▸ What you should do
Transcribe the records that follow. Keep every word exactly, and drop the pictures.

▸ Task inputs

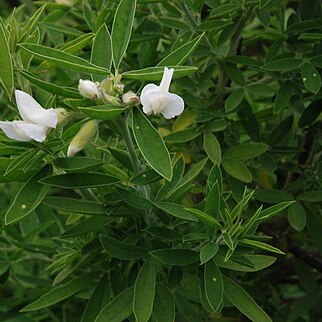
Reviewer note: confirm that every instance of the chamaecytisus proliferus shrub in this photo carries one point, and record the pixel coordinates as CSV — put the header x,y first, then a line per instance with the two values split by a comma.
x,y
160,160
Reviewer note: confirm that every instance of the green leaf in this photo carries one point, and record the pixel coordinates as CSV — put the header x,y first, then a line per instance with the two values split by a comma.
x,y
213,284
168,186
102,112
156,73
246,263
146,177
260,245
237,170
181,54
102,51
244,303
310,114
225,9
60,293
186,181
303,306
212,148
273,210
75,205
283,95
245,151
151,145
88,225
98,300
50,87
61,29
175,257
296,216
121,29
31,23
234,100
260,90
176,23
305,25
144,291
283,65
79,180
311,196
63,59
78,164
164,306
311,78
272,195
175,210
6,70
234,73
281,131
182,136
208,251
28,198
205,218
119,308
133,199
249,121
121,250
317,61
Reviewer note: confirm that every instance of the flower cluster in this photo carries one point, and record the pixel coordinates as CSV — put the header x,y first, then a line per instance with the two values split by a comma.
x,y
110,90
36,120
154,99
157,99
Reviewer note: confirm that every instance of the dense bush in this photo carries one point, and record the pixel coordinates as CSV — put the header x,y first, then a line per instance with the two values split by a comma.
x,y
123,213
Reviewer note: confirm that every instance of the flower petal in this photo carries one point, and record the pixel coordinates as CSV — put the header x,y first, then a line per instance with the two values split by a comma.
x,y
32,112
173,106
166,79
33,131
147,97
12,133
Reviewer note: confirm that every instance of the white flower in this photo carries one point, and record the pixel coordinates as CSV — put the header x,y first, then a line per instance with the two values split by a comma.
x,y
157,99
68,3
88,89
130,98
36,120
82,138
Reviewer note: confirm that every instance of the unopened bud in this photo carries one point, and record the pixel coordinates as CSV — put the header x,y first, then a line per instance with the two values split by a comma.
x,y
111,99
68,3
107,86
62,114
88,89
130,98
119,88
82,138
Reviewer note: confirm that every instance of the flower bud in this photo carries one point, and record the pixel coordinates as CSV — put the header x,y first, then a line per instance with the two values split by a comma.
x,y
107,86
119,88
88,89
62,114
111,99
68,3
82,138
130,98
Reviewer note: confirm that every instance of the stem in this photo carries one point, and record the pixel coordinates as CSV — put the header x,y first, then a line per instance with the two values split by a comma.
x,y
129,144
123,125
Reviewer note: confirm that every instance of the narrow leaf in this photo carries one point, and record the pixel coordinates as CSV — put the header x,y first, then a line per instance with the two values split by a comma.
x,y
122,28
63,59
144,291
60,293
244,303
151,145
6,70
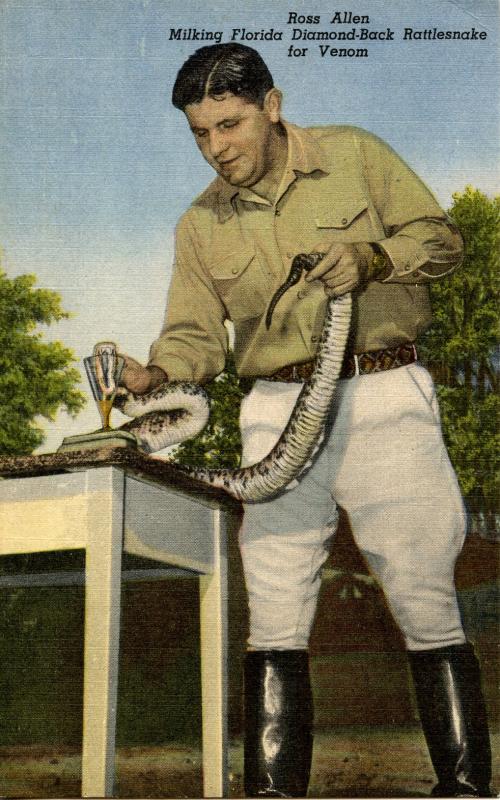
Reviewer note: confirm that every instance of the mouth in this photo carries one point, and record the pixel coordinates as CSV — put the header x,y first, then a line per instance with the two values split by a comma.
x,y
227,164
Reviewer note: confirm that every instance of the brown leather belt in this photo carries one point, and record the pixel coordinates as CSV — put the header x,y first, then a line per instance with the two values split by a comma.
x,y
354,364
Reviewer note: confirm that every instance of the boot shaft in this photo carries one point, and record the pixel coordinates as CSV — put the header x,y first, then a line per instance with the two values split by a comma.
x,y
278,723
453,716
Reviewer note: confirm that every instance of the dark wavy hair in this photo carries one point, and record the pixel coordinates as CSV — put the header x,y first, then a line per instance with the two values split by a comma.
x,y
229,67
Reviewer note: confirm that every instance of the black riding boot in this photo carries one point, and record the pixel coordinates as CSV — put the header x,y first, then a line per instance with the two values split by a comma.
x,y
278,723
453,717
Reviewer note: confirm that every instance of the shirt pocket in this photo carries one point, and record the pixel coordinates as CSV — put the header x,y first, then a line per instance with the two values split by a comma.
x,y
347,222
241,283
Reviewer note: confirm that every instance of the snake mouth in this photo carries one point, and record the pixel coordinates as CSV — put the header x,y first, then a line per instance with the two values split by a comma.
x,y
302,262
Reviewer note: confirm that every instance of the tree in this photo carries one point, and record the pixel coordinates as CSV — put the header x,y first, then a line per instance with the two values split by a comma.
x,y
36,378
461,351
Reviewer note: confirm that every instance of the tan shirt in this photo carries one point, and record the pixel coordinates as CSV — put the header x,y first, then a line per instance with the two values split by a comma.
x,y
233,250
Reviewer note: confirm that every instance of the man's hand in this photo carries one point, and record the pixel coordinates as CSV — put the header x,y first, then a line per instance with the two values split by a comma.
x,y
139,379
346,267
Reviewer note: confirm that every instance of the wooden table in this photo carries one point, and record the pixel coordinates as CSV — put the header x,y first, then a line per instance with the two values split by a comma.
x,y
109,502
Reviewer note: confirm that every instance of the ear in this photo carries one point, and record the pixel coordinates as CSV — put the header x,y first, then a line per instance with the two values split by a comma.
x,y
272,104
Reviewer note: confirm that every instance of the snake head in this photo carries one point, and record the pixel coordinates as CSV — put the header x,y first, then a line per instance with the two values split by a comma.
x,y
303,262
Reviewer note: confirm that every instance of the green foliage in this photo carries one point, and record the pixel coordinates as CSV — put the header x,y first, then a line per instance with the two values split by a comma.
x,y
461,351
36,378
219,444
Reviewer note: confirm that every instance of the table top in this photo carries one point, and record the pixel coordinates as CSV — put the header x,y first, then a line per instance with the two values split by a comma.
x,y
132,461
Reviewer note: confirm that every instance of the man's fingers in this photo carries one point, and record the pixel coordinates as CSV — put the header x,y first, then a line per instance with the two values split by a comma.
x,y
324,266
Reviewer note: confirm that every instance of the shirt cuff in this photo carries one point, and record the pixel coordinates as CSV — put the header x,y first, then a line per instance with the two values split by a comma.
x,y
406,257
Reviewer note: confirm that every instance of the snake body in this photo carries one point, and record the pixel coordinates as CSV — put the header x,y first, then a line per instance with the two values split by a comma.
x,y
176,411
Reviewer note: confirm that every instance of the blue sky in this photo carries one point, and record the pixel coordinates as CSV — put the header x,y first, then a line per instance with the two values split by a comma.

▸ Reply to the task
Reviewer note: confirm that every instance of the chamaecytisus proliferus shrub in this photo carries one point, and record the pixel coordinates as CSV — put the header x,y first, then a line per instance with the two values split by a comma.
x,y
160,160
Reviewer note: confirm that every instance of the green leaf in this photo carries one point, and record the pixel coordinates as CSV — put the header x,y first, then a line per instance with the two values split by a comma.
x,y
213,284
168,186
102,112
156,73
246,263
146,177
260,245
237,170
181,54
102,51
244,303
310,114
225,9
60,293
186,181
303,306
212,148
273,210
75,205
283,95
245,151
151,145
88,225
98,300
50,87
61,29
175,257
296,216
121,29
31,23
234,100
260,90
176,23
305,25
144,291
283,65
79,180
311,196
63,59
78,164
164,306
311,78
272,195
175,210
6,70
234,73
281,131
182,136
208,251
28,198
205,218
119,308
133,199
249,121
121,250
317,61
Reviewer note: confirm that every instance of the flower cluster in this photo carries one point, and record the pixel coordinates as CSV — put the header x,y first, then a line per instance with the two values split by a comma.
x,y
110,90
36,120
154,99
157,99
Reviewer note: confirm that every instance of the dense bush in this photo carries one point, and record the pixel coordinates as CSV — put the header x,y first, then a line per instance with the two values split by a comma.
x,y
123,213
Reviewer note: confirm that every instance of the flower petal in this photo carries one point, and record the pixel coordinates as CSV — put the header x,y first, then a line per instance with the two values split by a comma.
x,y
32,112
173,106
166,79
33,131
147,97
12,133
Reviewer note: confirm that every instance of the white flower in this photo carries one point, and record the pixel coordinates as CSV — put the header x,y first, then a line per instance with the two values split by a comma.
x,y
157,99
68,3
88,89
130,98
36,120
82,138
Reviewer note: confirm that every instance of the unopened bud in this photo carries one point, and record the pixel coordinates as CSV — put the header x,y first, then a line per instance with the two values split by a comma.
x,y
111,99
68,3
107,86
62,114
88,89
130,98
119,88
82,138
Reviewer note: confirm that every instance of the flower bud in this photo carries one point, and record the pixel coordinates as CSV — put the header x,y first, then a line per instance with the two values split by a comma.
x,y
107,86
119,88
88,89
62,114
111,99
68,3
82,138
130,98
Reviewer note: confirm that every instance of the stem in this photo carries one point, and record the pixel coordinates as CSV — put the header x,y first, then a line per instance with the two values split by a comma.
x,y
129,144
123,125
Reviewer note: confirm that every instance of the narrow leaf in this photo carries one point, and record the pixel coordinates as CSV — put the header x,y first, then a line per instance with the two values split by a comma.
x,y
122,28
63,59
144,291
60,293
244,303
151,145
6,70
Reviewer note: confirm that every instance of the mouth in this photo carries one point, and record the pixel coordinates as CSV — put the header x,y first, then a line per instance with the two values split by a comma.
x,y
227,164
Reviewer note: confirm that every instance of the brown leather belt in this photo carries one point, and record the pixel coordinates as CSV — put the header x,y first, then a line per instance with the two values split by a comma.
x,y
354,364
Reviewer note: confirm that every instance of the boot shaft in this photo carries one point, and record the pixel coordinates as CSV — put the header x,y first, then a line per instance with the two values split by a comma.
x,y
278,723
453,716
Reviewer note: confirm that every instance of the dark wavy hair in this photo carries one point, and record the pixel coordinates as CSV — put the header x,y first, then a line per instance with the two values split by a comma.
x,y
229,67
Reviewer note: confirm that every instance of the black riding boot in this photo carries one point, and record the pixel coordinates as CSV — put the header x,y first, then a line per instance with the two values split by a comma.
x,y
278,723
453,717
Reviewer note: confirm that every instance of the shirt pocket in this photo carries one point, and record the pixel coordinates as CSV — put the header x,y first, then a line per instance with the two values split by a comma.
x,y
347,222
241,283
Reviewer note: confirm that every instance of the snake mouth in this photo carries one point, and record the pixel coordinates as CSV — put the header x,y first, then a line per instance with the two values split by a comma.
x,y
302,262
Reviewer note: confirm that every instance of the tree in this photo carries one point, and record the pixel coordinates as CSV — put the header x,y first, then a line per instance with the two values split by a comma.
x,y
36,378
461,351
Reviewer note: confirm that every instance of the tan shirt in this photo carries one point, and record the pixel coordinates as CSV — put the header x,y first, then a line per instance with the two values split by a comma.
x,y
233,250
Reviewer note: confirm that every instance of the man's hand in this photo carries one point, and record the pixel coordinates as CSV — put the header x,y first, then a line per instance with the two values split by a comma.
x,y
139,379
346,267
Reviewer note: confirm that every instance of the wooden table in this photo carries one point, and record the pixel coordinates as CSV — put the header x,y first, then a line per instance with the two values split by a comma.
x,y
109,502
Reviewer note: confirm that every instance of the ear in this photo carries one point, and record the pixel coordinates as CSV — put the header x,y first, then a line per instance with the two values split by a comma.
x,y
272,104
Reviewer note: confirm that every instance of the snake head in this photo carries one point, and record the pixel coordinates as CSV — put the header x,y first, then a line per instance with the two values split by a comma.
x,y
303,262
Reviewer note: confirm that every instance of the green foliage in this photo carries one point, and record the pixel coordinates as CSV — put the header x,y first, then a line per instance with the two values split by a comma.
x,y
461,351
36,378
219,444
Reviewer note: confirm that every instance of the table top in this photo carries one point, and record the pixel coordinates as CSV — put the header x,y first, then a line per instance with the two values split by a comma.
x,y
132,461
Reviewer note: confirm that every instance of the man's fingers in this photo carries one point, and record the pixel coordinates as CSV — put the header x,y first, then a line per instance with the two values split by a comma.
x,y
324,266
Reviewer note: confirm that every instance of the shirt cuff in this photo carries one point, and record the pixel coordinates as CSV — put the header x,y first, then a line per instance with the two values split by a comma.
x,y
406,257
Reviewer note: confirm that every instance of the snake body in this photo carries one point, and record the pixel coordinates as CSV — put the header x,y first, then a line per instance with the two values split by a comma.
x,y
176,411
Reviewer note: confirm that every instance of the blue sky in this photo carries one point, and record the pixel coordinates as CSV — put the header x,y first, then a line per instance with the two values split by a comma.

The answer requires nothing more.